=== Information given ===

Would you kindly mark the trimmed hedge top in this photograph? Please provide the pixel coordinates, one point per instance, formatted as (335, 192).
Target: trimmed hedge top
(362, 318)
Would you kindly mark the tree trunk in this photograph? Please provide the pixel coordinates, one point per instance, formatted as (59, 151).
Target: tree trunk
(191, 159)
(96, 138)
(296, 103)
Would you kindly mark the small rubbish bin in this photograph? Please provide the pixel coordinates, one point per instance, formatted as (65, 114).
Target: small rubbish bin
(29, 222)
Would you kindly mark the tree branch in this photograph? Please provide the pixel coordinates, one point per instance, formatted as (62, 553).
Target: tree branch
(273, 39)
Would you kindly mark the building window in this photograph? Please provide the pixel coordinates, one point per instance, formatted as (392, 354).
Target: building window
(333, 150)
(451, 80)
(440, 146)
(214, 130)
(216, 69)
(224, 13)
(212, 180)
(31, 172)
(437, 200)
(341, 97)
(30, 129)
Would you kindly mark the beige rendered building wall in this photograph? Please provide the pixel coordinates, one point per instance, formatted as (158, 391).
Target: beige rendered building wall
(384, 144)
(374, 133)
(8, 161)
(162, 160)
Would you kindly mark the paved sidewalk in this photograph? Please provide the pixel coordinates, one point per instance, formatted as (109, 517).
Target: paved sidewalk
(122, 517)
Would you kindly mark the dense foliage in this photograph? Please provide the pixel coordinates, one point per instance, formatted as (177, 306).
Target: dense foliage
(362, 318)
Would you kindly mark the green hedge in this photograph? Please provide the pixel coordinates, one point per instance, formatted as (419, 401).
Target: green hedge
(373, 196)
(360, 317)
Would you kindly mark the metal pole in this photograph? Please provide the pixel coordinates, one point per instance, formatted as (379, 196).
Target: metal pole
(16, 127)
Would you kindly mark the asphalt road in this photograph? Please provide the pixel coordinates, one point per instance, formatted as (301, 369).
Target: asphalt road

===
=== Information given ===

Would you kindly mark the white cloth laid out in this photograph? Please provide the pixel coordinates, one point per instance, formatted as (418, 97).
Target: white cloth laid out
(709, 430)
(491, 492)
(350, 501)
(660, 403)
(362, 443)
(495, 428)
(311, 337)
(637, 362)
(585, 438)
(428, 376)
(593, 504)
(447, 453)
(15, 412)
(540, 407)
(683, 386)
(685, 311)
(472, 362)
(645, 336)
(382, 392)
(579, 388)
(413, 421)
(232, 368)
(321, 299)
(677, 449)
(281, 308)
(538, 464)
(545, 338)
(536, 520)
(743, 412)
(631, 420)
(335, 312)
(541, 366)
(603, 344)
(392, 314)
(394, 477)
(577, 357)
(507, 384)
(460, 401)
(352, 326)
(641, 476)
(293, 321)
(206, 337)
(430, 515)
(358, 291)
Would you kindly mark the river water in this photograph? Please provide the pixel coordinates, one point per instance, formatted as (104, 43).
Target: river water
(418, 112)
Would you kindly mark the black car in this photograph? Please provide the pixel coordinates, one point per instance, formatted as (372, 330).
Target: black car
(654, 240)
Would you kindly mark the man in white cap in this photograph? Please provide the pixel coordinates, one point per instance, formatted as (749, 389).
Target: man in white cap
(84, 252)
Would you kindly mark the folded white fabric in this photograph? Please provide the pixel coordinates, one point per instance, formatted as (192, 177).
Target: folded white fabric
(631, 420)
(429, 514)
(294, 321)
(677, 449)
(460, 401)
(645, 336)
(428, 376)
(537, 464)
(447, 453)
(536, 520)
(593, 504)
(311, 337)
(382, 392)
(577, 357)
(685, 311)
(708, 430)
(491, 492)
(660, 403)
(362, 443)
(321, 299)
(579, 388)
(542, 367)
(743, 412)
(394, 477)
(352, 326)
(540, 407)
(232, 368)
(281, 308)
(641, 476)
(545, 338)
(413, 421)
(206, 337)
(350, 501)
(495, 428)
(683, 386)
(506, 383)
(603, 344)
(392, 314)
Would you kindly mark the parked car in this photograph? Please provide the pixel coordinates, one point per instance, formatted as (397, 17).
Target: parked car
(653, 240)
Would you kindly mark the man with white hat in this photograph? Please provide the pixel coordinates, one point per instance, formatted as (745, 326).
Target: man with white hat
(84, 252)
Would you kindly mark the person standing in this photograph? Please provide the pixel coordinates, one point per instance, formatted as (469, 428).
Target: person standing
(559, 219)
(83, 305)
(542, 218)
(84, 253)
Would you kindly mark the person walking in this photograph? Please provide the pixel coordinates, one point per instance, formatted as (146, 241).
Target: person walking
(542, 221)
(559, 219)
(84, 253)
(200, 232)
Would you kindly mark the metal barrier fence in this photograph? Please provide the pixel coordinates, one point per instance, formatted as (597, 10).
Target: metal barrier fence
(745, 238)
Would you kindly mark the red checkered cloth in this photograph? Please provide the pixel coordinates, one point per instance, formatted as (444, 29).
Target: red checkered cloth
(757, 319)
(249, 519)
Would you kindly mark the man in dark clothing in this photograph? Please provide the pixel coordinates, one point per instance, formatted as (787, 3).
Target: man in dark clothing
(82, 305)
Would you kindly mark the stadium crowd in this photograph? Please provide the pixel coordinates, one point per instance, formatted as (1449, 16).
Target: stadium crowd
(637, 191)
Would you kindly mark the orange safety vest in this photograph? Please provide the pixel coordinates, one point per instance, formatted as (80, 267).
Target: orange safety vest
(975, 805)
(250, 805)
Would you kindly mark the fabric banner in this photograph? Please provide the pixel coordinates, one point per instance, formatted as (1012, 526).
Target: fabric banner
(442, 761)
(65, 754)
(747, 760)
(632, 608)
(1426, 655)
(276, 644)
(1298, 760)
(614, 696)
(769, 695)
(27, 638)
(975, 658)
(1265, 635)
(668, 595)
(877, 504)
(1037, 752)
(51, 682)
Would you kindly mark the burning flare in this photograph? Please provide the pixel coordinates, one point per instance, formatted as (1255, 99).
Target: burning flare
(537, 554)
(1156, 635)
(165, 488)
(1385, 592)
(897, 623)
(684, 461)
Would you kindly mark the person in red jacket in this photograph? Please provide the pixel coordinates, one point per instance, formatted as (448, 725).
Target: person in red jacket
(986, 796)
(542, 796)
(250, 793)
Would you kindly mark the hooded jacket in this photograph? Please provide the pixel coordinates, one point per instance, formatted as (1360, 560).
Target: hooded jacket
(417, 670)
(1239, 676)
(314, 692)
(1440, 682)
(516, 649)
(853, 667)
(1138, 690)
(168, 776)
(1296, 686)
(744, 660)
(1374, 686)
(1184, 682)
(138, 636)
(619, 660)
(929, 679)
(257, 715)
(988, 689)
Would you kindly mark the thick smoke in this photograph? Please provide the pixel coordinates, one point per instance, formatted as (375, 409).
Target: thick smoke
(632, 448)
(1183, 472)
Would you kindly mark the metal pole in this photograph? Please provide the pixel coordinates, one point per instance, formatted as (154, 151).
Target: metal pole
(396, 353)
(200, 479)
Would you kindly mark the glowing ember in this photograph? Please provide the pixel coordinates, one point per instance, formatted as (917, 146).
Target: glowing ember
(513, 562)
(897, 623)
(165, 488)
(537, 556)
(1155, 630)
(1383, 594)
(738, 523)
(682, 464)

===
=== Information given ===

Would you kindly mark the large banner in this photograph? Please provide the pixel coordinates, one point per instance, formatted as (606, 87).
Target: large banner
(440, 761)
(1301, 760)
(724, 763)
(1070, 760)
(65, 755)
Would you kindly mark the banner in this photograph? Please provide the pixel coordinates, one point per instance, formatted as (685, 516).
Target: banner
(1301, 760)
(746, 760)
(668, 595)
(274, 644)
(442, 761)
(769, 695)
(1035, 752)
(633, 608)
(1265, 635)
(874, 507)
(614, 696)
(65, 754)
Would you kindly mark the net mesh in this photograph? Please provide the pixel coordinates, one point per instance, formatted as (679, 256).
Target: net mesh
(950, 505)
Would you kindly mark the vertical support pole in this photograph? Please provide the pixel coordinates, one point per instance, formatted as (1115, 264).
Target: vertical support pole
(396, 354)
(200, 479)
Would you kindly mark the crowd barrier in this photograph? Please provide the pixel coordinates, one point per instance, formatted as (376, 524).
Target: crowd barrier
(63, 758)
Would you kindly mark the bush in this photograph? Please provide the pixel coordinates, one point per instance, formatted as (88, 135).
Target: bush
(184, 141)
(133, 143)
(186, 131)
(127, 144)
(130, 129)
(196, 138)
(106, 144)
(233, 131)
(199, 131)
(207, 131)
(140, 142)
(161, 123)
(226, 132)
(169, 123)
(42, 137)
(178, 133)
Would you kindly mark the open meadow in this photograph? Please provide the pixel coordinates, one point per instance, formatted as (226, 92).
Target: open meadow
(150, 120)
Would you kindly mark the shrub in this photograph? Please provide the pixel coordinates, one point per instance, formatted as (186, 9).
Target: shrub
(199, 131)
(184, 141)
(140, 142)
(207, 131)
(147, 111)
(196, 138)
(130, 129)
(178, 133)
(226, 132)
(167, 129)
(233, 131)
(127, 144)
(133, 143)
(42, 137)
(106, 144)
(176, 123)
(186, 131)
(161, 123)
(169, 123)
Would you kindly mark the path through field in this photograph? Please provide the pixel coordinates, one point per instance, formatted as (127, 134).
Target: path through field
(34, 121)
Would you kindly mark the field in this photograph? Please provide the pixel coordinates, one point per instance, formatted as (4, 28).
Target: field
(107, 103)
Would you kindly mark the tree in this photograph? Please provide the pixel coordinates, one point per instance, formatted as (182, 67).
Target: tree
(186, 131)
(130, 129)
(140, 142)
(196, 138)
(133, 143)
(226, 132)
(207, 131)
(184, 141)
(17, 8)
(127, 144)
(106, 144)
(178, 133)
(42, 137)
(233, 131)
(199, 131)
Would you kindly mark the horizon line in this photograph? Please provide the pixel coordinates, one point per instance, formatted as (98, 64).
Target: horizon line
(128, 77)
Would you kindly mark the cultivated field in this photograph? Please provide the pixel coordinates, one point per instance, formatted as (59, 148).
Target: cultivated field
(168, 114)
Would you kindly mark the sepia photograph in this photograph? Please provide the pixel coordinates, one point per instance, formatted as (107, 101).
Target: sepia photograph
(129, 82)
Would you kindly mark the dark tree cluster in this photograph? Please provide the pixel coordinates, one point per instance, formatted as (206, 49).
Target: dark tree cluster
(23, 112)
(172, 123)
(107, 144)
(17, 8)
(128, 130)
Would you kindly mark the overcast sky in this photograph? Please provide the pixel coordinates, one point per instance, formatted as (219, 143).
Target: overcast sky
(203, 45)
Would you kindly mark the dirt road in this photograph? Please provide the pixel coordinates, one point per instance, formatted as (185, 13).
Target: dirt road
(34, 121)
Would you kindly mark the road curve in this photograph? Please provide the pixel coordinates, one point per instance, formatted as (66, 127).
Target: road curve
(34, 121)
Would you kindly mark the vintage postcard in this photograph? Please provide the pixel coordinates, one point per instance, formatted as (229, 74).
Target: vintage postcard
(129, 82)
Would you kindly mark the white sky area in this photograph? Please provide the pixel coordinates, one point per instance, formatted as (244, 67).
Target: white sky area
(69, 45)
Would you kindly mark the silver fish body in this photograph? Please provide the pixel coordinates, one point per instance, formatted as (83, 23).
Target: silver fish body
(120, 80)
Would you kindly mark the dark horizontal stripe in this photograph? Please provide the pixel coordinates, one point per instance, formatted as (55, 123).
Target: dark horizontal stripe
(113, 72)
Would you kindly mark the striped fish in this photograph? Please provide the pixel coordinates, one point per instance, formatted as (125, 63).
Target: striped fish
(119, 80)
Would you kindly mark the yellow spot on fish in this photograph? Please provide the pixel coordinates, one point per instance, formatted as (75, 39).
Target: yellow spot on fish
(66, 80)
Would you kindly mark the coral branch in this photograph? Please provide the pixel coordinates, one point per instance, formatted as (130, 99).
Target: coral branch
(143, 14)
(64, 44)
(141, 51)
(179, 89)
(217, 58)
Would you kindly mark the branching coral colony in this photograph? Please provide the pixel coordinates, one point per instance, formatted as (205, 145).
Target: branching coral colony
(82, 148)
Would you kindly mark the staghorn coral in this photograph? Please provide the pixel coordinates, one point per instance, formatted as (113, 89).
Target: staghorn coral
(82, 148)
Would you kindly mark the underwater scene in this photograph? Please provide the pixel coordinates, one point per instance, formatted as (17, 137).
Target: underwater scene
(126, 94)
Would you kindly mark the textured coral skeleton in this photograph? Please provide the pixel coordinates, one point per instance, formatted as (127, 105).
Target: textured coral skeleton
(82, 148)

===

Work to be completed> Which rows above contain the string "standing" with case counting? Locate each one and copy it out in full.

Output>
Would you kindly mark the person standing in this photograph? Please provide the pixel coordinates, one point per instance, formatted as (469, 428).
Target: person standing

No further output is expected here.